## start
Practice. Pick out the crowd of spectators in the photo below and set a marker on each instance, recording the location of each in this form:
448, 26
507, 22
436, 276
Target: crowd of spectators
## end
• _Required task_
Reproduce each of the records above line for line, leaving every character unchanged.

• _Solution to this exercise_
Practice. Pick out the crowd of spectators in the photo below and set a marker on each instance, recording the location of each in this form:
448, 26
507, 22
436, 276
Target: crowd of spectators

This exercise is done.